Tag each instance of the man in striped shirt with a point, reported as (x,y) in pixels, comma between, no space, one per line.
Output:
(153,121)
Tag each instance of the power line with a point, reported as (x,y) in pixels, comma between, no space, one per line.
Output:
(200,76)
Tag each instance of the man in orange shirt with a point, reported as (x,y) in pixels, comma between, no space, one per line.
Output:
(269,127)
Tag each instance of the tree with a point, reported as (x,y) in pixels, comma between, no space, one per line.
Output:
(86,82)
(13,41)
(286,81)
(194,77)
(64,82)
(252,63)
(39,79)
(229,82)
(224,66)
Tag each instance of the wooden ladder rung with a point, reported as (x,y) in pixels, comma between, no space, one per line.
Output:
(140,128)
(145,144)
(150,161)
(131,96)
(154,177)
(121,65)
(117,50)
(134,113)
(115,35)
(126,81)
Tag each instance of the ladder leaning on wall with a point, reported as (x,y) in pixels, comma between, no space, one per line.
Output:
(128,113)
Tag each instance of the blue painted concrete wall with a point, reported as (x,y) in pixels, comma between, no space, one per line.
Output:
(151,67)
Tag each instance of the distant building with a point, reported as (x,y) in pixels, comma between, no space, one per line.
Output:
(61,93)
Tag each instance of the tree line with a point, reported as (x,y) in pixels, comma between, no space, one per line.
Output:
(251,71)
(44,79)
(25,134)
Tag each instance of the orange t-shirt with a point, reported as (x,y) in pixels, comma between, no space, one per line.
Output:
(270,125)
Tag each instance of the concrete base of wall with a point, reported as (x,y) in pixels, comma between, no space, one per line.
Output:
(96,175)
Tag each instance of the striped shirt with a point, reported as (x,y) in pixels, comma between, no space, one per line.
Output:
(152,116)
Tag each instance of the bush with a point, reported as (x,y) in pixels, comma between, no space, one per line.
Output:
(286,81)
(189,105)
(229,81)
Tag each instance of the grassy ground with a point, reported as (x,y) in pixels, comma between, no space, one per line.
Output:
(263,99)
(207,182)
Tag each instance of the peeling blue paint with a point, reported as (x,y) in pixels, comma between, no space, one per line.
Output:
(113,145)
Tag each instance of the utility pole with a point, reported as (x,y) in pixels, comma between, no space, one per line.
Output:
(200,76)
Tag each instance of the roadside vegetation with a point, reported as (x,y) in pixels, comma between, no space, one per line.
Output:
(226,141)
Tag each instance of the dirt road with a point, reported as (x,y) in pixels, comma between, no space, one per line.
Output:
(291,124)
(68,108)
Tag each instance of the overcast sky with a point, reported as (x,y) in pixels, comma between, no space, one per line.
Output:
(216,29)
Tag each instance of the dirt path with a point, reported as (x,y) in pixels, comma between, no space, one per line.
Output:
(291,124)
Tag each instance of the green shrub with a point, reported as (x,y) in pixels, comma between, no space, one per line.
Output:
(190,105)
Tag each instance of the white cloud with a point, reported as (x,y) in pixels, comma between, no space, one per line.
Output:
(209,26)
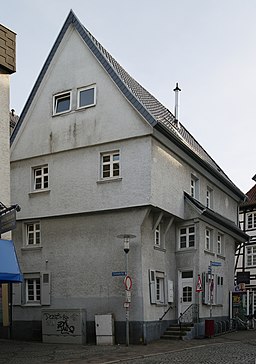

———

Please rewrite all the entries above, substituting "Mark" for "Tag" wherever it occurs and keeping everything else unchanged. Omit the pictures from your answer.

=== Exercise result ===
Mark each instance of the man in striped shirt with a point, reported as (x,y) in pixels, comma between, no space, one per line.
Output:
(153,121)
Mark each instance of the power line with a point, reported as (x,y) in pixels, comma between, no space, one per line.
Output:
(200,76)
Mark each instance of the man in orange shirt with a point, reported as (x,y) in pixels, comma between, no space, one per line.
Output:
(269,127)
Mark each instance of the tree with a point, reported as (x,y) in pixels, comma between, no space, one per line.
Output:
(86,82)
(13,41)
(286,81)
(194,77)
(64,82)
(252,63)
(39,79)
(229,82)
(224,66)
Mark each instance of the wooden ladder rung with a point, reported as (x,y) in pixels, comma between, no space, one per line.
Output:
(140,128)
(145,144)
(150,161)
(131,96)
(154,177)
(121,65)
(117,50)
(134,113)
(115,35)
(126,81)
Mark each instance of the ladder leaning on wall with a point, reported as (x,y) in pixels, comma between, no space, one per line.
Output:
(128,113)
Mark each instance of the blue painted concrete wall with a point, reported as (x,y) in pixels, comma between, no space, one per line.
Output:
(151,67)
Mark each instance of the distant building with a point, reported as (x,y) in pixels, comma between, no space, one per line.
Output:
(61,93)
Mark each instance of the tree line with a point, reported as (x,y) in pixels, comma between, no space, one per line.
Output:
(251,71)
(44,79)
(25,134)
Mark each instance of the orange t-shirt with a point, reported as (x,y) in pixels, comma between, no space, one per line.
Output:
(270,125)
Mark each instance of the concrete base of wall with a point, reported as (x,y) in pixels, comma between, no space, one per line.
Output:
(96,175)
Mark each instance of the striped shirt with a point, reported as (x,y) in pixels, comma between, no space, one per line.
Output:
(152,116)
Mark each instance of the bush with a point, reported as (x,y) in pixels, comma between, no space, one per line.
Output:
(286,81)
(189,105)
(229,81)
Mark each instance of the grassy ground with a point, reported as (x,y) in pixels, comma between, no space, one per line.
Output:
(263,99)
(207,182)
Mark each instance of the peeling blue paint with a point, reported as (x,y) in pixels, comma between, no space, one per line.
Output:
(113,145)
Mark each instance of the utility pole with a point, reported as (x,y) in pixels, comma between, no space, one per line.
Output:
(200,76)
Mark each instance of the roadside vegetation with a point, reported as (x,y) in pixels, comma between, no space, one per line.
Output:
(226,141)
Mark each instance of the dirt road with a point, reported as (x,y) in pixels, comma between, no space, one per line.
Output:
(291,124)
(68,108)
Mark each instance of the overcast sky with a point, reported as (x,y) in pixels, comma between, no space, one per line.
Output:
(216,29)
Mark each instance of the dirt path with a point, reported as (x,y) in pixels, comma between, no space, one per line.
Output:
(291,124)
Mark each instance of the green shrub with a point, reported as (x,y) in pixels, comma between, no space, one per line.
Output:
(190,105)
Mark each instance of the white cloud with a point, reported as (x,y) in pixels, comma between, no space, one per line.
Output:
(209,26)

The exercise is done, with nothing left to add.